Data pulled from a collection
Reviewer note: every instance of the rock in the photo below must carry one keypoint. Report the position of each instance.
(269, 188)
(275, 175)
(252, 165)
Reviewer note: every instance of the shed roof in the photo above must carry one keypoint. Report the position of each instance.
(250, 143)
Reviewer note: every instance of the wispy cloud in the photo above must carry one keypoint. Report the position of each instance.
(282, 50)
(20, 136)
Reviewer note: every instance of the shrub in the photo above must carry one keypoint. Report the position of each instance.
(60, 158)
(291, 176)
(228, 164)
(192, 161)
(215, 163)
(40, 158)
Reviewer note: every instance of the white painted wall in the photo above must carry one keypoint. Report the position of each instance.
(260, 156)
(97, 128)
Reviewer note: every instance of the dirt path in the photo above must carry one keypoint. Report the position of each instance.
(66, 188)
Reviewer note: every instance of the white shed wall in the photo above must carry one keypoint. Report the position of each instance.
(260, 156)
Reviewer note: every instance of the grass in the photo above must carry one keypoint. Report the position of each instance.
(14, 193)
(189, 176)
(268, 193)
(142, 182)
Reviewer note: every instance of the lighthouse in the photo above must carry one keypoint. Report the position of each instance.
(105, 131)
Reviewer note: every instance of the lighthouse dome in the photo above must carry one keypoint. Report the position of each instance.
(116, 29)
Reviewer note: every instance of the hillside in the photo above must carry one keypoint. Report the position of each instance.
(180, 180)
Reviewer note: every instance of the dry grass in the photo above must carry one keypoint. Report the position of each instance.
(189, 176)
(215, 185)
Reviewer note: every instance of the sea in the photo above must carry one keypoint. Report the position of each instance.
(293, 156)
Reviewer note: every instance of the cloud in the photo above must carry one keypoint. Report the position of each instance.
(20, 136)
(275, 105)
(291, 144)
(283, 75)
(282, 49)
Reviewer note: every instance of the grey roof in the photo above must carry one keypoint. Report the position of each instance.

Description of the task
Repeat word for word the lines from the one containing "Reviewer note: every instance of the dry" through the end of the rows, both included.

Final result
Reviewer note: every instance of the dry grass in the photo above must carry one keypoint. Report the position of each instance.
(189, 176)
(215, 185)
Reviewer note: every instance of the sea in the photo above must carry one keypoint. Report the position of each instance.
(293, 156)
Reviewer note: every instance of the cloud in the photo above must carry one keypoint. Report the position of each instance.
(20, 136)
(275, 105)
(291, 144)
(283, 75)
(282, 49)
Reviewer note: every instance of the grey roof in the photo above must carry one keypoint. Report the position of each instance.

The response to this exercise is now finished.